Excerpts of location labeling data:
----------------

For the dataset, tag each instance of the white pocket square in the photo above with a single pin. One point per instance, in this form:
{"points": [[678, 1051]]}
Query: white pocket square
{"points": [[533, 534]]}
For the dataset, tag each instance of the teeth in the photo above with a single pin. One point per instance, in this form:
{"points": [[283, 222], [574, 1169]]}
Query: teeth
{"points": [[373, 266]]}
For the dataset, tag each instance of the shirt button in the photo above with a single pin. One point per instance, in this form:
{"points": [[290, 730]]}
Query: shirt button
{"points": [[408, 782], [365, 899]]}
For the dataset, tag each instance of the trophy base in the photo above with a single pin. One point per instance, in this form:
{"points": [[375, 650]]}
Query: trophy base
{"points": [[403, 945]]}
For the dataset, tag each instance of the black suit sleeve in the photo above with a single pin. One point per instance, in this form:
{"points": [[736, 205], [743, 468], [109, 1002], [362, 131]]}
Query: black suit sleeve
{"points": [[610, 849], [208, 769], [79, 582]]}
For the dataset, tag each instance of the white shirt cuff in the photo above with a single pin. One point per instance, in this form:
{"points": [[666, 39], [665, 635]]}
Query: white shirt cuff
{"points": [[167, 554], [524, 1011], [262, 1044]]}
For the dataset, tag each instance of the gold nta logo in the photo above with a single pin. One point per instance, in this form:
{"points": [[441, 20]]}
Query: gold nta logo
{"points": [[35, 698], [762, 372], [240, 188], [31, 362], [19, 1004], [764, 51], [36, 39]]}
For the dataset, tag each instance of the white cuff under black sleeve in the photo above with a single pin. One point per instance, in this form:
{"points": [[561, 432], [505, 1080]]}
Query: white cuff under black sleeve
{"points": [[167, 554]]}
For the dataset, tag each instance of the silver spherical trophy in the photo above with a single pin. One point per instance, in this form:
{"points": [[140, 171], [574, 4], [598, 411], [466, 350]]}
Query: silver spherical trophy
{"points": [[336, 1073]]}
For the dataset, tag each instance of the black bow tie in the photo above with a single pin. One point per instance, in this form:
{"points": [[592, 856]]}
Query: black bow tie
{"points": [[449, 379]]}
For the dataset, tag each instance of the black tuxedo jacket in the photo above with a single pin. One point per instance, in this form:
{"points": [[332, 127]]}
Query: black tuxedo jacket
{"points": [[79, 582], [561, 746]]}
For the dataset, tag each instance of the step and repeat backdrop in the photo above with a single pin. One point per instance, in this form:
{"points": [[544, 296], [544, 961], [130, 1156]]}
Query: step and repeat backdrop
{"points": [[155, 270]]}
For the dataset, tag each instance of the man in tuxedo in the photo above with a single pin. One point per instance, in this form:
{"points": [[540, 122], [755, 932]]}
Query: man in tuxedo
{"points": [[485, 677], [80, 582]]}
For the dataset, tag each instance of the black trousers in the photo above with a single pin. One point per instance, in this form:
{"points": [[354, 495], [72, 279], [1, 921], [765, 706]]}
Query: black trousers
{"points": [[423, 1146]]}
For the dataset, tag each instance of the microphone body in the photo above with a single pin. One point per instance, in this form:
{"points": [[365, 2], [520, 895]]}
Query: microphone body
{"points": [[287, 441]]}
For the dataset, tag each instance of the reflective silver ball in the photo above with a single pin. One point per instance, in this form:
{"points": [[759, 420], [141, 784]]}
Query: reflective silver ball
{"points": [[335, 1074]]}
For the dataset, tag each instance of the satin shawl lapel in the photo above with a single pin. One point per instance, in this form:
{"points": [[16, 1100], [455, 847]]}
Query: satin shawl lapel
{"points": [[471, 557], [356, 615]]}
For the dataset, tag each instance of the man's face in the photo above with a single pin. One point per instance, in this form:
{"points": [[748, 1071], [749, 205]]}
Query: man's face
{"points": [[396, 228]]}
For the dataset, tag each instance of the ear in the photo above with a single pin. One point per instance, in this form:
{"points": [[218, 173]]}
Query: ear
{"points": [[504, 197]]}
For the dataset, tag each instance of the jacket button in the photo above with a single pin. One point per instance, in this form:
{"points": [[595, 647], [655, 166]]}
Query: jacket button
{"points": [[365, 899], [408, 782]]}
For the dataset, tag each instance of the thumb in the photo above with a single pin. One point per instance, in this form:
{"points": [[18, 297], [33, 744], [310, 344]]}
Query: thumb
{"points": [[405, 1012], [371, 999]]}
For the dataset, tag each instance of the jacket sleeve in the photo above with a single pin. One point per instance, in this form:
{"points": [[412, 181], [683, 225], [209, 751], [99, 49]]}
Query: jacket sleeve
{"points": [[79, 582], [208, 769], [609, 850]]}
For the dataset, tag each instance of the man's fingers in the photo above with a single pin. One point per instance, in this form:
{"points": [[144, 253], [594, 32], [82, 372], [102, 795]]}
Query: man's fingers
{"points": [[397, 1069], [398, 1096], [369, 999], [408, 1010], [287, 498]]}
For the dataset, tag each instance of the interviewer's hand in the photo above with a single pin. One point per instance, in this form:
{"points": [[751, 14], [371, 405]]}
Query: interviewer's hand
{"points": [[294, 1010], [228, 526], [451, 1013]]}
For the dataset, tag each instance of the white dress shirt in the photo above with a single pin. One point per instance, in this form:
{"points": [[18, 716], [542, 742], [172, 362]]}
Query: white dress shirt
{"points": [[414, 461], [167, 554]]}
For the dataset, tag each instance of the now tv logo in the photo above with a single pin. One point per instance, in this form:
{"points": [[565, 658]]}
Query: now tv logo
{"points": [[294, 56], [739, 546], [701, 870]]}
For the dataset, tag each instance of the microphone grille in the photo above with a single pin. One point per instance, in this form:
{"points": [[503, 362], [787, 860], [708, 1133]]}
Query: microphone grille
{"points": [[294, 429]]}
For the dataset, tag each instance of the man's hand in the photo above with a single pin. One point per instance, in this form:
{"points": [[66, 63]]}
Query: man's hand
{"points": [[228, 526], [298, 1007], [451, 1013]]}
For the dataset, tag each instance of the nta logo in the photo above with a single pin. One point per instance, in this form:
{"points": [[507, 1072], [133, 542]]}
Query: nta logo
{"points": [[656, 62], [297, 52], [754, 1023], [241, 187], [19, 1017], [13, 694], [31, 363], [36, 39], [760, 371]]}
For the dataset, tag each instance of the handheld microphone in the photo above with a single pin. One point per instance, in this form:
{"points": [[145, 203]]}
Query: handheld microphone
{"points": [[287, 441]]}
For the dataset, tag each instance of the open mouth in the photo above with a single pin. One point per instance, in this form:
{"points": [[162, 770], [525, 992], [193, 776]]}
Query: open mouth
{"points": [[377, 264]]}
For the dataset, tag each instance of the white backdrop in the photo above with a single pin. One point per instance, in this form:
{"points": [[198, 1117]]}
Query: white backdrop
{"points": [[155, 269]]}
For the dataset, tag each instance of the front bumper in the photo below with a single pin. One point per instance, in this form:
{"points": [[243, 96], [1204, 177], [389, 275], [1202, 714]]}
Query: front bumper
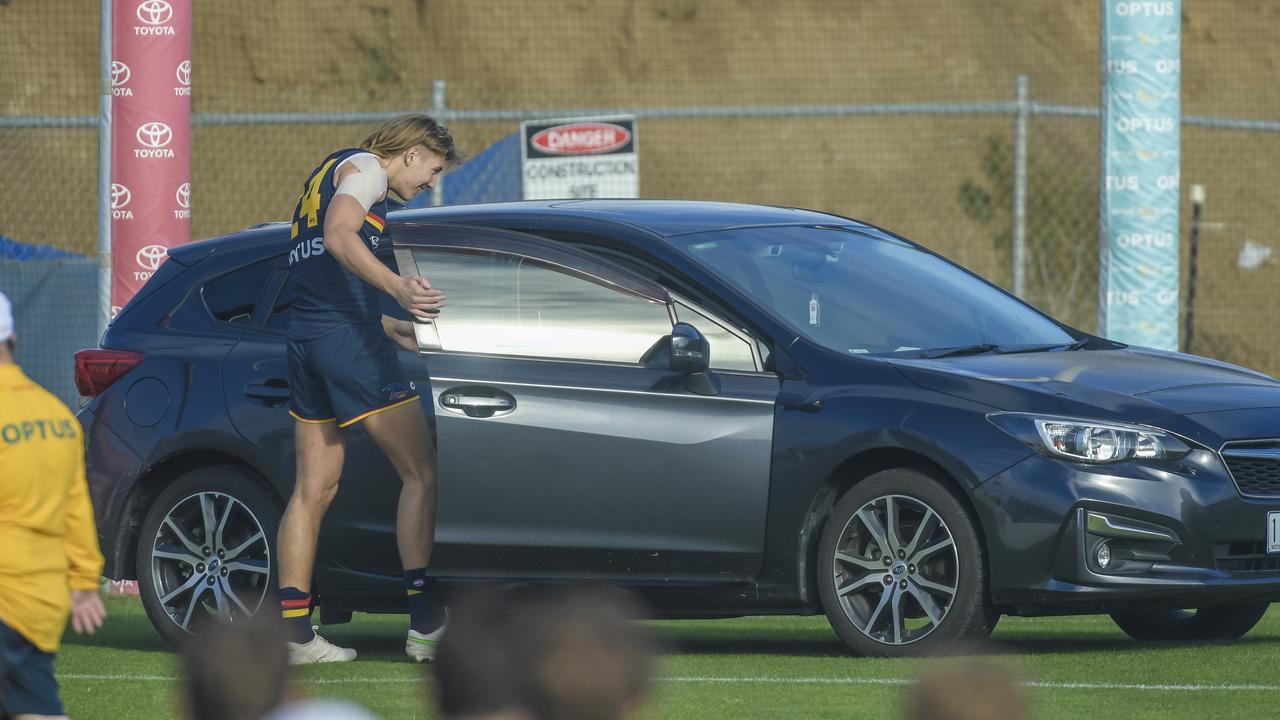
{"points": [[1179, 533]]}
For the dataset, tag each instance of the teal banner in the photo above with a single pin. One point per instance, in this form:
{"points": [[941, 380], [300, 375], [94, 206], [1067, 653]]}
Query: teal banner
{"points": [[1141, 119]]}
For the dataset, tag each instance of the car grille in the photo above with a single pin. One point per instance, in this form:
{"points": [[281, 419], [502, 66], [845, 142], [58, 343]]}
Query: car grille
{"points": [[1255, 466], [1246, 557]]}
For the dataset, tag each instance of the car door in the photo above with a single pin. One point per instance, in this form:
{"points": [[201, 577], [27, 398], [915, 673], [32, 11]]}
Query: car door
{"points": [[561, 454], [359, 533]]}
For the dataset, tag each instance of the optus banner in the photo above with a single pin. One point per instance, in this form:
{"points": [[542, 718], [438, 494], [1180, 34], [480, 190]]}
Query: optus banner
{"points": [[150, 139], [1141, 121]]}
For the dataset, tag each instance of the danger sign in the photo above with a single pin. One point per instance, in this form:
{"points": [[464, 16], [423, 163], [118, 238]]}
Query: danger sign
{"points": [[580, 158]]}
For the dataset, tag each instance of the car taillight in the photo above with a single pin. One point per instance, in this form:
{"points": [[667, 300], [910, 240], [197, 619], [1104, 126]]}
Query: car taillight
{"points": [[97, 368]]}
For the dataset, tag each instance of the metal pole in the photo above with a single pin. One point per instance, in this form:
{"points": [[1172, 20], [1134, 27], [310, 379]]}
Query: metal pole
{"points": [[437, 110], [1020, 122], [1197, 203], [104, 172]]}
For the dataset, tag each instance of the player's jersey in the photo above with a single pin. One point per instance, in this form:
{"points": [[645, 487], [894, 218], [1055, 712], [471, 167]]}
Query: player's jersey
{"points": [[327, 295]]}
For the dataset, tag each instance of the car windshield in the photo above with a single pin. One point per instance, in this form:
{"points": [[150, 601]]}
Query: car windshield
{"points": [[868, 294]]}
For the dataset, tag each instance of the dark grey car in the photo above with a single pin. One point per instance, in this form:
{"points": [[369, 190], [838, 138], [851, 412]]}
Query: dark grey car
{"points": [[730, 409]]}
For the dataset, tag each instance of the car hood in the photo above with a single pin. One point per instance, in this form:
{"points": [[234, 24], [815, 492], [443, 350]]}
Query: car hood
{"points": [[1133, 384]]}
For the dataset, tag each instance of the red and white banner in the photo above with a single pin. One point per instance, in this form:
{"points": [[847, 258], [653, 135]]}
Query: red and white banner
{"points": [[150, 139]]}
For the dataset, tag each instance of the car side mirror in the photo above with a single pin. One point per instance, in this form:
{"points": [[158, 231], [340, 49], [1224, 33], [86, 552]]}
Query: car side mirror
{"points": [[691, 358], [690, 352]]}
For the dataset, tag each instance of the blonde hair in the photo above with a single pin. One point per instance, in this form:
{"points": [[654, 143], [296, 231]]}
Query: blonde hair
{"points": [[406, 131]]}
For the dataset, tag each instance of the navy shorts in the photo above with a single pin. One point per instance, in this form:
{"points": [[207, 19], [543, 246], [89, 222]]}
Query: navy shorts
{"points": [[27, 684], [346, 376]]}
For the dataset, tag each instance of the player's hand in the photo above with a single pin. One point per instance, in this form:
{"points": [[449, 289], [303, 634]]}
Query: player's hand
{"points": [[419, 297], [87, 611]]}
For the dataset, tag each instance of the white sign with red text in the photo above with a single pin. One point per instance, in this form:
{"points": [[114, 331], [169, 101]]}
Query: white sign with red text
{"points": [[580, 158]]}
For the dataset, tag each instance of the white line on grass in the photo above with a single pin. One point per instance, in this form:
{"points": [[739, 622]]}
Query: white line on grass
{"points": [[745, 680]]}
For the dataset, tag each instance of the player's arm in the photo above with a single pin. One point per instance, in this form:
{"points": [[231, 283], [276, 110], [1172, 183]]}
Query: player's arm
{"points": [[83, 557], [401, 332], [356, 194]]}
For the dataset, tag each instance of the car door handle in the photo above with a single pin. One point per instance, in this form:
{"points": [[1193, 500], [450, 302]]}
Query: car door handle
{"points": [[478, 402], [270, 390]]}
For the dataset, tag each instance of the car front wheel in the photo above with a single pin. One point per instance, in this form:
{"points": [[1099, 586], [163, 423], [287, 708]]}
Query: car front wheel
{"points": [[901, 569], [208, 550], [1226, 623]]}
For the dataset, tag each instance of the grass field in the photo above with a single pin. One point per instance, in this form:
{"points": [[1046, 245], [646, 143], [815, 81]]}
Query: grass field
{"points": [[766, 668]]}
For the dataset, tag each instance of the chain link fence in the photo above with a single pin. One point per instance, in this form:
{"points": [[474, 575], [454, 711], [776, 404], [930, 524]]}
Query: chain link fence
{"points": [[901, 113]]}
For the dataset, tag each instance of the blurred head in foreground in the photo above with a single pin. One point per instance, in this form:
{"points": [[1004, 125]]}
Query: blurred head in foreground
{"points": [[967, 689], [544, 654], [236, 670]]}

----------------

__Your task__. Repeat exactly the lines from the line containing "For the dataset, tag each instance of the white line" through the end of the listing above; both boundary lines are part of the output.

__Answer to the problem__.
For the dataset, tag each instance of the white line on grass in the photo above with a single pin. One point per instance, in this form:
{"points": [[739, 622]]}
Query: white line on grass
{"points": [[745, 680]]}
For the dataset, tag each instance of the player's arm in the photo above with a single pin. One point per instance, in this form:
{"points": [[231, 283], [276, 110], [1172, 183]]}
Query: player's arm
{"points": [[83, 557], [401, 332], [356, 194]]}
For the dataset, tag each instance of the car door handle in the photo above with a single pin. One point per instance, in this form:
{"points": [[1193, 500], [450, 302]]}
Query: car door handle
{"points": [[478, 402], [270, 390]]}
For the dataset, tag each instance of the car front wheel in the photo above with a single pin. One point per instance, in this form:
{"points": [[1099, 586], [163, 423], [287, 708]]}
Query: car front wheel
{"points": [[901, 569], [208, 550], [1226, 623]]}
For the dataset, tag each instance of the grass field in the photo above with a single pin. One point per instance, in this form:
{"points": [[1046, 245], [646, 143], [815, 81]]}
Query: grass field
{"points": [[766, 668]]}
For the dataset, tag each instance of the chain link fence in the photo above with a single pin. One point per instance, in this form:
{"points": [[474, 575], [454, 711], [776, 404], [930, 524]]}
Query: chain link fence
{"points": [[901, 113]]}
For the dataset, tag each instance of the blurred head in foreground in the photo above with a single pin. One point per instance, in this form:
{"points": [[1004, 125]]}
Query: blurred head in foreground
{"points": [[967, 689], [544, 654], [236, 670]]}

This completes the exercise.